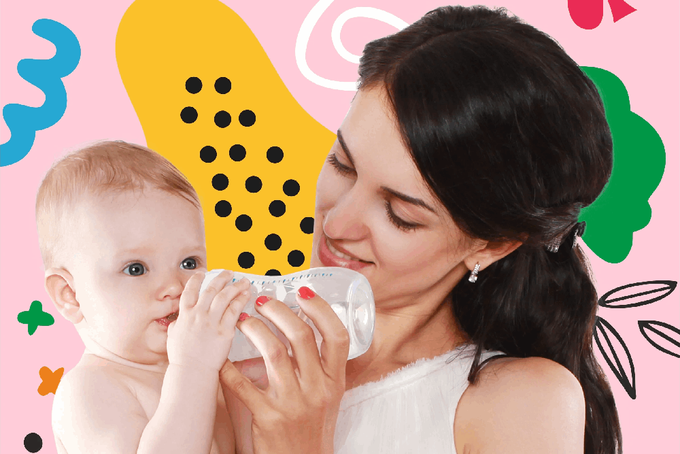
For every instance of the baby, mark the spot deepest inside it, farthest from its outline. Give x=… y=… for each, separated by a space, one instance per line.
x=122 y=239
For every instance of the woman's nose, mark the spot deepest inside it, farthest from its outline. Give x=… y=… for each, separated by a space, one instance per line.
x=346 y=219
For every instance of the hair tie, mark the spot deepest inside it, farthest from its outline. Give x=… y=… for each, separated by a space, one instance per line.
x=554 y=245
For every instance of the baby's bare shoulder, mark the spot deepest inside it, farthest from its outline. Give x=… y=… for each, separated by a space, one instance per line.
x=92 y=403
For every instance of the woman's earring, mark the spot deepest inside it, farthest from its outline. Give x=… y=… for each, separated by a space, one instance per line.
x=473 y=275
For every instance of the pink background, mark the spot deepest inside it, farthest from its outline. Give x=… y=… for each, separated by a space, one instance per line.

------------

Turn the listing above into a Markdown table with the columns Row and Line, numbering each line of the listing in order. Skip blank lines and leave out the picture lines.

Task response
| Row | Line |
|---|---|
| 1 | For every instance of the baby, mark the spot deepest inside it, farthest from its outline. Give x=… y=… for each, separated by a space, one instance per line. |
| 2 | x=122 y=239 |
| 3 | For every instance of the woman's nose, mark the spot deepest inside it, farthest from its outline. Give x=… y=… for each, separated by a space, one instance per line. |
| 4 | x=346 y=219 |
| 5 | For every instance of the hair tie, mark the spot deepest inside it, farthest from its outline. Give x=… y=… for each, separated by a space, one instance per line. |
| 6 | x=554 y=245 |
| 7 | For every instance of the baby's bare shoulder, mark the spot deepest inside it, farthest from its outline. Give x=… y=… for each, separated by a space, one instance per line. |
| 8 | x=92 y=403 |
| 9 | For every instance of the woman's earring, mark the spot deepest inside it, farthest from its outline. Give x=… y=… for each, separated by a space, one instance per line. |
| 10 | x=473 y=275 |
| 11 | For every instance of the pink background, mark the spot deepest inside it, farthest from its outline. Give x=… y=… for each, separated by a space, one instance per line. |